Machine learning often requires us to think spatially and make choices about what it means for two instances to be close or far apart. So which is best - Euclidean? Manhattan? Cosine? It all depends! In this talk, we'll explore open source tools and visual diagnostic strategies for picking good distance metrics when doing machine learning on text.
Whether we're modeling irises, houses in Boston, photos of dogs, or comments on Reddit, machine learning requires us to quantify "distance" between our instances. To do this, we must first imagine that our condos or corgis are points in space, where the relative closeness of any two tells us how similar they are. For text analysis tasks like document classification and topic modeling, our choice of distance metric is particularly important! Why? Because text produces a very high dimensional space, with some features that are much more important than others. Moreover, text is often sparsely distributed, with some feature variations that are much more significant.
Great! So what metric should we use - Euclidean? Manhattan? Minkowski? Jaccard? Cosine? Unfortunately, no two corpora are created equal. The number of documents, their lengths, and vocabulary all significantly impact the distribution and shape of a data set. But while there's no perfect one-size-fits-all distance measure, we can use visual diagnostics to begin developing an intuition around distance metrics best suited to a particular problem. Visual diagnostics leverage one of our most powerful analytic tools — the human visual cortex — to identify patterns and signals that would otherwise be opaque with purely numeric outputs. The open source visual diagnostics library Yellowbrick is a tool for professional data scientists, engineers, and students to more easily visualize how data is fit and transformed throughout the machine learning process. Yellowbrick provides a visualization API modeled on scikit-learn's, providing Visualizers
to support feature analysis, model selection, and hyperparameter tuning.
In this talk, we'll see how to use Yellowbrick to visualize our corpora at both a micro and macro level. We'll begin at a very high level, using stochastic neighbor embedding plots to look at two-dimensional projections of our documents. As we experiment with different SciPy distance metrics, we can visualize their impact on the distribution of the data, for instance seeing how classes become more or less separable. Next, we can zoom in with token frequency distribution plots to explore feature importances (which in the context of text data will be n-grams). Once we've identified some of the n-grams we expect to be highly influential, we can filter for them using dispersion plots to see how they are distributed throughout the corpus and across documents of varying lengths. By the end of the talk, attendees will walk away with a visual intuition about how words can operate in space and with some new ideas about how to proceed with their own machine learning projects.

# Dataset excerpts:
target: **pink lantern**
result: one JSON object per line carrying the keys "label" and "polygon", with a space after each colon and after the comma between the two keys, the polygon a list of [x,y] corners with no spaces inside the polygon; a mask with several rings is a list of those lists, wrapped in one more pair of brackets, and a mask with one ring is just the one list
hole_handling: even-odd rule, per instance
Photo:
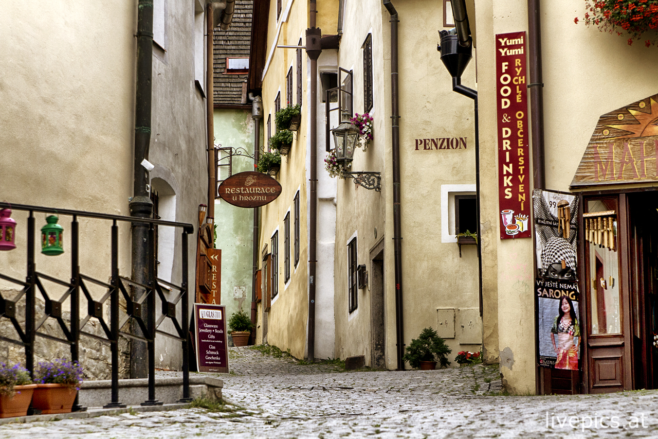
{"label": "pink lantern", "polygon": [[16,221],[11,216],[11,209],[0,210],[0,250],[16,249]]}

# Exercise tasks:
**1.** Rewrite the paragraph of the talk abstract that begins "Whether we're modeling irises" as a short bulleted list that keeps its main facts.
**2.** Reproduce the talk abstract's wording between "Machine learning often" and "learning on text.", inclusive.
**3.** According to the talk abstract, whose API is Yellowbrick's visualization API modeled on?

# Results for each task:
**1.**
- Any machine learning task, whether on irises, Boston houses, dog photos, or Reddit comments, requires quantifying the "distance" between instances.
- To do this, instances are imagined as points in space, and the closeness of two points shows how similar they are.
- The choice of distance metric matters especially for text analysis tasks such as document classification and topic modeling.
- Text produces a very high-dimensional space in which some features matter much more than others.
- Text is also often sparsely distributed, and some feature variations are much more significant than others.

**2.**
Machine learning often requires us to think spatially and make choices about what it means for two instances to be close or far apart. So which is best - Euclidean? Manhattan? Cosine? It all depends! In this talk, we'll explore open source tools and visual diagnostic strategies for picking good distance metrics when doing machine learning on text.

**3.** Scikit-learn's.